TO DO »
Gather every line of the rows below that contains the word "taillight", matching case exactly.

RECORD EXCERPTS »
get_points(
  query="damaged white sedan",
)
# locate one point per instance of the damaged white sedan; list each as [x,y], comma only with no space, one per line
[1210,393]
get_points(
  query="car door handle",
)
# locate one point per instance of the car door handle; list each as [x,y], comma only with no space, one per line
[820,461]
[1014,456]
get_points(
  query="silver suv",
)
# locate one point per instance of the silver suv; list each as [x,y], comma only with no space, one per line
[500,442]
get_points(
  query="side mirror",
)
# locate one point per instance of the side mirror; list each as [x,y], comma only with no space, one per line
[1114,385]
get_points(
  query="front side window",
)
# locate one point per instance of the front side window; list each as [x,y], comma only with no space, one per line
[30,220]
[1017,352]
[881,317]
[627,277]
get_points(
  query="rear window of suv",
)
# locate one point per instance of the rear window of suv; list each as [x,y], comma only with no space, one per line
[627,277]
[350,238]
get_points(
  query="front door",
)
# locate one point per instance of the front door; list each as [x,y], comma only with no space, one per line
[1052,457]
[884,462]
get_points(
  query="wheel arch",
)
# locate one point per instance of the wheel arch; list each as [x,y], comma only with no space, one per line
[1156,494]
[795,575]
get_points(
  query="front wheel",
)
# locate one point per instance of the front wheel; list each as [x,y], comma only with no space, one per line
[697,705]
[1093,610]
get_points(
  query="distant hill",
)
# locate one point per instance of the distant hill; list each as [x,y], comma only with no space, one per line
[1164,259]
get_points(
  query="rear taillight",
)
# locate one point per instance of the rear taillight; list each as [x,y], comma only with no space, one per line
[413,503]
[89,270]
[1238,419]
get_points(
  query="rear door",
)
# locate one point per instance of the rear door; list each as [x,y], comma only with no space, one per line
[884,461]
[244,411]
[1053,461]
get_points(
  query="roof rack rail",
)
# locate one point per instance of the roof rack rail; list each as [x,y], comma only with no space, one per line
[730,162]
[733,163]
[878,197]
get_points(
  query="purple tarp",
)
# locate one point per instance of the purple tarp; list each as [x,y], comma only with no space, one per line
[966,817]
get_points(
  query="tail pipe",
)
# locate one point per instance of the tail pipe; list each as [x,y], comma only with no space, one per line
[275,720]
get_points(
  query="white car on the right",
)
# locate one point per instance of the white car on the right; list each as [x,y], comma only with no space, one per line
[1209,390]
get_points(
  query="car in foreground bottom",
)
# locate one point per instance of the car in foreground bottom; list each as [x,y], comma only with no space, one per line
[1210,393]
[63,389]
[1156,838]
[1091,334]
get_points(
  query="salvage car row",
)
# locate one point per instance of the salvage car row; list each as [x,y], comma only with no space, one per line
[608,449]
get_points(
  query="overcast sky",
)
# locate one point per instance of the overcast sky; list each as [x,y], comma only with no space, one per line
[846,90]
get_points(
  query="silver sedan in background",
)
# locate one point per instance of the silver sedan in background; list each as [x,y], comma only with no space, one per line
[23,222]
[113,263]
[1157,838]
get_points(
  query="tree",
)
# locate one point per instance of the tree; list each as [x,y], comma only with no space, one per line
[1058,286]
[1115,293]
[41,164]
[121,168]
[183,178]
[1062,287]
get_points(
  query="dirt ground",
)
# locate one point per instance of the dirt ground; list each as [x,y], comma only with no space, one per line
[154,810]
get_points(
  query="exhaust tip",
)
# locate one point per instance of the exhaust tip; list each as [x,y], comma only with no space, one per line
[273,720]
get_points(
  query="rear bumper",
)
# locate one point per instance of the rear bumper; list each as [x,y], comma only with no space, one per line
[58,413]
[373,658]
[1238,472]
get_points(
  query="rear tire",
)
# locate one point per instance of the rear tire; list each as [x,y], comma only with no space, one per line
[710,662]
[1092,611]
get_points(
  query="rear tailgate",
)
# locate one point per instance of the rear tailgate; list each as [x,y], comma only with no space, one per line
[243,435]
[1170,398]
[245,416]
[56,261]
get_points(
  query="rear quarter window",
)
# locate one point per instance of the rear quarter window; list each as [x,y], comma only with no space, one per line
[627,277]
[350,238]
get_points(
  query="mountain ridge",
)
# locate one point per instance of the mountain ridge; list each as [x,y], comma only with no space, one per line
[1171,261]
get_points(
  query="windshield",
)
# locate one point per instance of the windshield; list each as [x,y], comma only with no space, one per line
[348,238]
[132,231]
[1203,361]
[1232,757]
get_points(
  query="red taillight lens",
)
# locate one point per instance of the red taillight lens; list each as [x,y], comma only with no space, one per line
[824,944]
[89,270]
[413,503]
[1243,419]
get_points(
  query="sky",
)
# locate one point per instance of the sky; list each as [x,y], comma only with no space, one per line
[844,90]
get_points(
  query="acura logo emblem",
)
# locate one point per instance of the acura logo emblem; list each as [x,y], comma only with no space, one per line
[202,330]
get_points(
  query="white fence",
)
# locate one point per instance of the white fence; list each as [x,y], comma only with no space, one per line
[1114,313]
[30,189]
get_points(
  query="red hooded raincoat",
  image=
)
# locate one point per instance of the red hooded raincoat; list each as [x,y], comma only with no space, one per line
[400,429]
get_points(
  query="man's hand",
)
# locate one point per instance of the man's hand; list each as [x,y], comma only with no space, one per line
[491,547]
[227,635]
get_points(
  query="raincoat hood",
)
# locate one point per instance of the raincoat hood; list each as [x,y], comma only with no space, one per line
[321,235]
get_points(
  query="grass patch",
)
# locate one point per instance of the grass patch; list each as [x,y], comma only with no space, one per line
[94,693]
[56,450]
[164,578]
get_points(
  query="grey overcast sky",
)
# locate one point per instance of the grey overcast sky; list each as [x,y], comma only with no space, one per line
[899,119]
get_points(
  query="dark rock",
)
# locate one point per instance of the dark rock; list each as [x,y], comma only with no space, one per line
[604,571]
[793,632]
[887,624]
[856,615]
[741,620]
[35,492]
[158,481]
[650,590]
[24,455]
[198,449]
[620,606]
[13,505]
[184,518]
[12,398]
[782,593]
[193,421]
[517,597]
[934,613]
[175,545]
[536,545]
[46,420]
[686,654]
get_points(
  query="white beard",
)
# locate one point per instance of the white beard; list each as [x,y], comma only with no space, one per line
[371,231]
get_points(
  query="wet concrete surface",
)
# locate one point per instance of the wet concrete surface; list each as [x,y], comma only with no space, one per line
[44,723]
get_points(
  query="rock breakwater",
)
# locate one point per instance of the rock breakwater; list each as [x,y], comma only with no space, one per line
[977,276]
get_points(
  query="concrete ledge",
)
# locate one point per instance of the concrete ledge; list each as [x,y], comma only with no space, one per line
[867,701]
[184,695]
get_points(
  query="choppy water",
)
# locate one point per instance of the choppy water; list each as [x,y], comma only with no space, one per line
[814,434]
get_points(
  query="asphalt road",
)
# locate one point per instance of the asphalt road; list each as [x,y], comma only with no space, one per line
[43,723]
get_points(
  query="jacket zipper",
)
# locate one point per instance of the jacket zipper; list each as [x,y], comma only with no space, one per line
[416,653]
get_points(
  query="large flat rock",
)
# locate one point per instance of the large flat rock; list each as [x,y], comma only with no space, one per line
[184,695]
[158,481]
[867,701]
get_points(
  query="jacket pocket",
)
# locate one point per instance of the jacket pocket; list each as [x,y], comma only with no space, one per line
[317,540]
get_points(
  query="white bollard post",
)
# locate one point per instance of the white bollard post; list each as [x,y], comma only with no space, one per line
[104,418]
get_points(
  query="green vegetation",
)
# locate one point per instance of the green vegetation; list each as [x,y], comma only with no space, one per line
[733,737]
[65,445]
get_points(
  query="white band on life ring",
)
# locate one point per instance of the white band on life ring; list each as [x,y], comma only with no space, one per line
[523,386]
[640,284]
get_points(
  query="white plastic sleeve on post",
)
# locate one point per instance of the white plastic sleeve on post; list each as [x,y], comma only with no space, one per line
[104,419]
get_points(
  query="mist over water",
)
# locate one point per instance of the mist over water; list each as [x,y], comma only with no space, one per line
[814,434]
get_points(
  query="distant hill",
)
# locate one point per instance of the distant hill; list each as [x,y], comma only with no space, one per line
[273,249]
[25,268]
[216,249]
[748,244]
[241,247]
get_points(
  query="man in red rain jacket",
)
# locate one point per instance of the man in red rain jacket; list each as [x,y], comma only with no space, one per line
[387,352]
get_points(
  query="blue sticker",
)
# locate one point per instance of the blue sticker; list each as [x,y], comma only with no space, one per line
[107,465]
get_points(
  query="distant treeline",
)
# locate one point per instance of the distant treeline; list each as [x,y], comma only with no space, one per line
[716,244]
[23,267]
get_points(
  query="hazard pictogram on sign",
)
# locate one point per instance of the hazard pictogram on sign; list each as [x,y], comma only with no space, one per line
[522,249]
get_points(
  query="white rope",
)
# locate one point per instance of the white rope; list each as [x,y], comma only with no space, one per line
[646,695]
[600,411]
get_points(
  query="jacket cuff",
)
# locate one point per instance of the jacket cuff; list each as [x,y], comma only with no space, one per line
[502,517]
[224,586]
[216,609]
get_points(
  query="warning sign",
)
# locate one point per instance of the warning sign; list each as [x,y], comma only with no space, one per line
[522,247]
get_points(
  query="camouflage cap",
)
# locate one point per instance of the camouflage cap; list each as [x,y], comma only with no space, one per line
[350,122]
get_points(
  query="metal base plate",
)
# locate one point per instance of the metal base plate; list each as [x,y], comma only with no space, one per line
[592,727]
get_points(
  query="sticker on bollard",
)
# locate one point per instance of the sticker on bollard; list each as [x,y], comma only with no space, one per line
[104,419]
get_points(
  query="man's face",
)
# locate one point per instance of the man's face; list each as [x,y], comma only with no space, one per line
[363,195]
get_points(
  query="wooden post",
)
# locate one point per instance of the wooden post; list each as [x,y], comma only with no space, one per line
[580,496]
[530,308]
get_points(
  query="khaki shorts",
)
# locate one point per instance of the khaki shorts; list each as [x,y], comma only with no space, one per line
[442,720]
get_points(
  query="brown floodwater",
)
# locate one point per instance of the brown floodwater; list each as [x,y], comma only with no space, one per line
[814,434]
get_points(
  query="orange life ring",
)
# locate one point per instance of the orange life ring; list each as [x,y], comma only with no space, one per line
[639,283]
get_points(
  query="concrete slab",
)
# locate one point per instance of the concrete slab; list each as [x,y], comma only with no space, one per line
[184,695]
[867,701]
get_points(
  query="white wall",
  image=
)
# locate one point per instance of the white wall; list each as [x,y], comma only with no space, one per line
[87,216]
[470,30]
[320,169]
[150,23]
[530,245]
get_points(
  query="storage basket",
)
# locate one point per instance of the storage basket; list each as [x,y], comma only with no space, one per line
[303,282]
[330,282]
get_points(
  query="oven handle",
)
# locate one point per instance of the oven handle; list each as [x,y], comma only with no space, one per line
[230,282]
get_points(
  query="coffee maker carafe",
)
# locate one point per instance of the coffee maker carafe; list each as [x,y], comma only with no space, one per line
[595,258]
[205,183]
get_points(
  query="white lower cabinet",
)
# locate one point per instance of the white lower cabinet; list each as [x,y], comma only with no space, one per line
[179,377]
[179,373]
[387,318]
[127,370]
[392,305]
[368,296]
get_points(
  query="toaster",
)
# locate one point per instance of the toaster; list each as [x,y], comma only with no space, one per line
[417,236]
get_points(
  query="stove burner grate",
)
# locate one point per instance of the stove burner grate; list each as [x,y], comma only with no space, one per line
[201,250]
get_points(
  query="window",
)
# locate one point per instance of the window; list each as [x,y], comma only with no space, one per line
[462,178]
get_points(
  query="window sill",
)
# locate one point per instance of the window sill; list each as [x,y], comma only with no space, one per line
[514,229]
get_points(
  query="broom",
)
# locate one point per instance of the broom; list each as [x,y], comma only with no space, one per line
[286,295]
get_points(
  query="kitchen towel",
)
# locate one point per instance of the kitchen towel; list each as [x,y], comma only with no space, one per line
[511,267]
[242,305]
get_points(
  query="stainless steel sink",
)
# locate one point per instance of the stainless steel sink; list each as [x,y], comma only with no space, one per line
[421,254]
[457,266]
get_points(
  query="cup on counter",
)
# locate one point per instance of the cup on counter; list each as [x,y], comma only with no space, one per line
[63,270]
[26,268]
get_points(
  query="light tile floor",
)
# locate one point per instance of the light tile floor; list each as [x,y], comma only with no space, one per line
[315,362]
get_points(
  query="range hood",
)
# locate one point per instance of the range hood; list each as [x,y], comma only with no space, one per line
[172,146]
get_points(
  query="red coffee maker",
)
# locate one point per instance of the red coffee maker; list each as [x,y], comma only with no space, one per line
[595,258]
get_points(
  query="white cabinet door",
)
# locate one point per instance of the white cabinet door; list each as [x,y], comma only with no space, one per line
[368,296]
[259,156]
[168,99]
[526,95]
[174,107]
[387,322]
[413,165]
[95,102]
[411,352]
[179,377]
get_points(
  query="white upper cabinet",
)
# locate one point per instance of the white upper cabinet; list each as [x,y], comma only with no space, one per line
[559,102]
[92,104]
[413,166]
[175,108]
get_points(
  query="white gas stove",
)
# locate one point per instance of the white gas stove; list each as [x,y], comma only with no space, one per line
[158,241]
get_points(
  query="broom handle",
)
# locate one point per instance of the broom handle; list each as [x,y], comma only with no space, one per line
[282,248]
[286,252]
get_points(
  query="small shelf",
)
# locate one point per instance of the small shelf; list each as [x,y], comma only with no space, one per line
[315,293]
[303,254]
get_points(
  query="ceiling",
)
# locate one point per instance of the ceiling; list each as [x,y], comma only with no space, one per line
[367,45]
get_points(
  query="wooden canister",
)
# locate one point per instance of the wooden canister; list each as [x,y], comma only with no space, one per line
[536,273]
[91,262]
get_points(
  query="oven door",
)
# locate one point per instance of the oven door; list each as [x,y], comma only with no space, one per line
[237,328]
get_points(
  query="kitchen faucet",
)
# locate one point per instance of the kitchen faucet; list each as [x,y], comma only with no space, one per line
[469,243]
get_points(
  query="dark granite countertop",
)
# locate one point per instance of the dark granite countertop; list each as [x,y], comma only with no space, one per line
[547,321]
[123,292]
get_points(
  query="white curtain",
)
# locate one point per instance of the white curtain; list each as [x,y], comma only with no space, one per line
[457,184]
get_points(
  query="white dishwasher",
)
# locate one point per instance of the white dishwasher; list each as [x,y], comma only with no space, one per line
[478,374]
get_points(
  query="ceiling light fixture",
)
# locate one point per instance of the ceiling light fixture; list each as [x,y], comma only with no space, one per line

ANSWER TO THE PROBLEM »
  query="rear taillight",
# locate one point per instance of the rear taillight; list each as [x,y], comma only with no space, one per line
  query="red taillight lens",
# locate one point per instance of the red taillight lens; list each as [x,y], comma only with no space, one per line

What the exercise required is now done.